• _Collected data_:
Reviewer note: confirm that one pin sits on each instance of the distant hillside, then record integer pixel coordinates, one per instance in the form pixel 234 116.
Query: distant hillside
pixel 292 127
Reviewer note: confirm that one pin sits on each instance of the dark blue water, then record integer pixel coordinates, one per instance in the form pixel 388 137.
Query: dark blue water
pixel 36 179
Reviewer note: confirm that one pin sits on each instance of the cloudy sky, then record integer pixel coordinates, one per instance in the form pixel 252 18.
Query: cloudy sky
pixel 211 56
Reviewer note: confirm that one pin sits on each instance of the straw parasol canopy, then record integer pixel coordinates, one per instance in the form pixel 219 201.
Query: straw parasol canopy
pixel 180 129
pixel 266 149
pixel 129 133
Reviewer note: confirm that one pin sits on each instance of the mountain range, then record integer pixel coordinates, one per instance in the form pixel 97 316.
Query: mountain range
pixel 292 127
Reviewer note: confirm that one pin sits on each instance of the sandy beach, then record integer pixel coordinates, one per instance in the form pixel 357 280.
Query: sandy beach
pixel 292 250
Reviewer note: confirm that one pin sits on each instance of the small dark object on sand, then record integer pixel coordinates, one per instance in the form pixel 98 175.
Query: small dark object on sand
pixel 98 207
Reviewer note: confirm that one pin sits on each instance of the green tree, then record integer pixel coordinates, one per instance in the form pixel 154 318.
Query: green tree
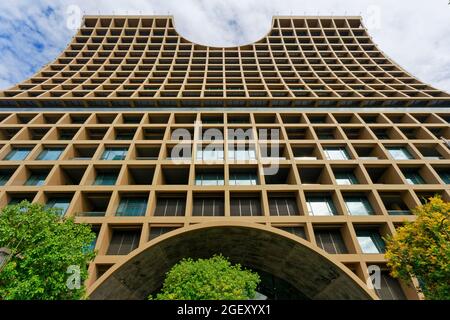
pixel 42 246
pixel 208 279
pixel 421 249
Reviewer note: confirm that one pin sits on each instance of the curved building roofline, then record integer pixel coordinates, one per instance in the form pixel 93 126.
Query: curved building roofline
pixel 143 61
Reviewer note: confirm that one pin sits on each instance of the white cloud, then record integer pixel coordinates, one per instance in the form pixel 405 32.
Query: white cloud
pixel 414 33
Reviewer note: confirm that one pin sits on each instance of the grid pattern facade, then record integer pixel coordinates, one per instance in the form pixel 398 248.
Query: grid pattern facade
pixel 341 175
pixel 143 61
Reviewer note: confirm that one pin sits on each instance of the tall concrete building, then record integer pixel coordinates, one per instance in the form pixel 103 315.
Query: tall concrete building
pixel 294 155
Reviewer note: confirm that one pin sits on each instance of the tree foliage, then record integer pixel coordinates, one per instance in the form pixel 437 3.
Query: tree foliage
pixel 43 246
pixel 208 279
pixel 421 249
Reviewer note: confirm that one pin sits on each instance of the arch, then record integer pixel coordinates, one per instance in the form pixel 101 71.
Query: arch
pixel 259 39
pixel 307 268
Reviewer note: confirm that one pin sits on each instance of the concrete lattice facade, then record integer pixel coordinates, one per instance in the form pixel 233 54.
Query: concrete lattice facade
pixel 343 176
---
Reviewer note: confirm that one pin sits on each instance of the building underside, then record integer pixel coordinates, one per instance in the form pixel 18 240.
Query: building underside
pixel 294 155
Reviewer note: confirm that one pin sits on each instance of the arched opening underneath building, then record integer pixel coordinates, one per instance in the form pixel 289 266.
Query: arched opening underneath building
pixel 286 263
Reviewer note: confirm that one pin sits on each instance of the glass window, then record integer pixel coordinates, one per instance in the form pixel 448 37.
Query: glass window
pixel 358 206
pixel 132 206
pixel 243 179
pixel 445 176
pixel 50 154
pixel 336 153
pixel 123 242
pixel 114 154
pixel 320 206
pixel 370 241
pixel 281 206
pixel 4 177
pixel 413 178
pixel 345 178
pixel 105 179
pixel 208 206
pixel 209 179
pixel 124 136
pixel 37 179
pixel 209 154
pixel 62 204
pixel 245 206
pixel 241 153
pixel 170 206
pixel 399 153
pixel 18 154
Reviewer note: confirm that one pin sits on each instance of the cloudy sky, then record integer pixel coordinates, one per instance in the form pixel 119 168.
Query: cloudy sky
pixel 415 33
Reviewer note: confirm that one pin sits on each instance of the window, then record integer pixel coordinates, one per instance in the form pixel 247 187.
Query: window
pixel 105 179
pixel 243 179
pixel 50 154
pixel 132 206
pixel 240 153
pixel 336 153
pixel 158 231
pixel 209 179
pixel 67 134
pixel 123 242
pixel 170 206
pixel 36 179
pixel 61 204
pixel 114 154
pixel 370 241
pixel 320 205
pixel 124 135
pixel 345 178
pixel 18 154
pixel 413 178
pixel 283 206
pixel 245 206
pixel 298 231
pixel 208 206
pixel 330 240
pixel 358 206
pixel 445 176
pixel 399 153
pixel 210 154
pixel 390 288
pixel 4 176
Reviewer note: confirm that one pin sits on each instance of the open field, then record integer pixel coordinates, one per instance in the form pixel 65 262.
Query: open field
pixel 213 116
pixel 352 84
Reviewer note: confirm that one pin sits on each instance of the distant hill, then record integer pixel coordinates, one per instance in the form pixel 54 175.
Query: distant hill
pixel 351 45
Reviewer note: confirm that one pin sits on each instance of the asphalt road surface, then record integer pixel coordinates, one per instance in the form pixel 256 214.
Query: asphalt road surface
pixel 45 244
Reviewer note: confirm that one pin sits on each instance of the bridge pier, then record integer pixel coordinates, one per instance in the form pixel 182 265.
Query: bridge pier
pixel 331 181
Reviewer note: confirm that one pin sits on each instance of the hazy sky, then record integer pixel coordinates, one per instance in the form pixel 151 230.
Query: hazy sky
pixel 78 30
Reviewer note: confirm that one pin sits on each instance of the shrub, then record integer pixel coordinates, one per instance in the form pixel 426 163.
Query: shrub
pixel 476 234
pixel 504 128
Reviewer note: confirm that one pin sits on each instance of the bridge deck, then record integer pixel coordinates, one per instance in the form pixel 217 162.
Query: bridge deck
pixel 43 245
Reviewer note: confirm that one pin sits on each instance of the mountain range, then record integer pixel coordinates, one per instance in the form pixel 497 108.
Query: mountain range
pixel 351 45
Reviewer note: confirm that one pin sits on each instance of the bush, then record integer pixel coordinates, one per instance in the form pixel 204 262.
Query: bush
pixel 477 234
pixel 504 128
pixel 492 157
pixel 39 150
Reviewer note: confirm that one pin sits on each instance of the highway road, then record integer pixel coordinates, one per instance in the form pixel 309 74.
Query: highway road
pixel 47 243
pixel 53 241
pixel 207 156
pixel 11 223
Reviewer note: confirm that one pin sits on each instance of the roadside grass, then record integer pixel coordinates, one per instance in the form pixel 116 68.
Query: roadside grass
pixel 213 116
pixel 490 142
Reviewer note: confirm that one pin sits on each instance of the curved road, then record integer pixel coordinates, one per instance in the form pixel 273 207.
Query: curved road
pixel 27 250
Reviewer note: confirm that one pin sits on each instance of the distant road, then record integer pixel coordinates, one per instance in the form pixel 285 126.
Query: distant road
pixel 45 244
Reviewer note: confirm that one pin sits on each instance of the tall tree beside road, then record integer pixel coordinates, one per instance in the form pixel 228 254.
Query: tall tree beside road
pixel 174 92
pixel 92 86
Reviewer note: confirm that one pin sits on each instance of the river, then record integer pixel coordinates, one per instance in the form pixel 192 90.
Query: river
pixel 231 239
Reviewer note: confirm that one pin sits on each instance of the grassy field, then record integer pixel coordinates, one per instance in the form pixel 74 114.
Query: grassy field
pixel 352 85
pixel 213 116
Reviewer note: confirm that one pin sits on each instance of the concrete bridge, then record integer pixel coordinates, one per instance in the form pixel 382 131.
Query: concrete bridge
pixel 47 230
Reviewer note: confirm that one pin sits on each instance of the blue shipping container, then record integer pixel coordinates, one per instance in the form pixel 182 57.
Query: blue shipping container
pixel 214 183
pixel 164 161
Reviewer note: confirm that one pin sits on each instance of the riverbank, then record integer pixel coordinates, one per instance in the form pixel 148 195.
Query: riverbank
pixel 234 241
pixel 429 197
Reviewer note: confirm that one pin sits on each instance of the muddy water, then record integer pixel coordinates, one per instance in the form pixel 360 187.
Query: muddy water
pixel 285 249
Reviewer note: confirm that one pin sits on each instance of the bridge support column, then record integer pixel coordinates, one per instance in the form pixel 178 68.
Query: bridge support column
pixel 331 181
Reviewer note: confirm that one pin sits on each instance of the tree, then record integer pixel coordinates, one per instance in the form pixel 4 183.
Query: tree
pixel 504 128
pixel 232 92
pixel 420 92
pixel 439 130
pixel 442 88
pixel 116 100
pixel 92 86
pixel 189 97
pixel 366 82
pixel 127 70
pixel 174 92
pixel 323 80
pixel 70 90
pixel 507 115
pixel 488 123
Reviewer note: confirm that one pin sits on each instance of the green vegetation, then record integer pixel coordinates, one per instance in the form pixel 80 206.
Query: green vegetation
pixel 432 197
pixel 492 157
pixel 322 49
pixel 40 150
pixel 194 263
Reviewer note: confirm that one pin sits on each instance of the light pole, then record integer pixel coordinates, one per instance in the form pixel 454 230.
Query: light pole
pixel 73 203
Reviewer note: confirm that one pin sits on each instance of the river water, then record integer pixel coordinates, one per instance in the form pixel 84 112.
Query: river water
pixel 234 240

• _AIM OF THE TASK_:
Print the stretch of lines from the one containing "pixel 234 116." through the one containing "pixel 98 207", including both ends, reproducing each line word for word.

• _FINISHED ANSWER_:
Reviewer note: confirm that one pin sits on each instance of the distant hillside, then record integer pixel coordinates, one per instance in the form pixel 234 116.
Query: distant hillside
pixel 292 127
Reviewer note: confirm that one pin sits on each instance of the dark blue water, then record integer pixel coordinates, one per instance in the form pixel 388 137.
Query: dark blue water
pixel 36 179
Reviewer note: confirm that one pin sits on each instance of the cloudy sky, then record integer pixel coordinates, one per instance in the form pixel 252 18.
Query: cloudy sky
pixel 211 56
Reviewer note: confirm that one pin sits on each instance of the straw parasol canopy, then record integer pixel coordinates, one per instance in the form pixel 219 201.
Query: straw parasol canopy
pixel 180 129
pixel 266 149
pixel 129 133
Reviewer note: confirm that one pin sits on each instance of the mountain range, then record integer pixel coordinates, one per instance in the form pixel 97 316.
Query: mountain range
pixel 292 127
Reviewer note: confirm that one pin sits on each instance of the sandy beach, then record integer pixel coordinates, one per instance in the form pixel 357 280.
Query: sandy beach
pixel 292 250
Reviewer note: confirm that one pin sits on each instance of the small dark object on sand, then record integer pixel coordinates, one per instance in the form pixel 98 175.
Query: small dark object on sand
pixel 98 207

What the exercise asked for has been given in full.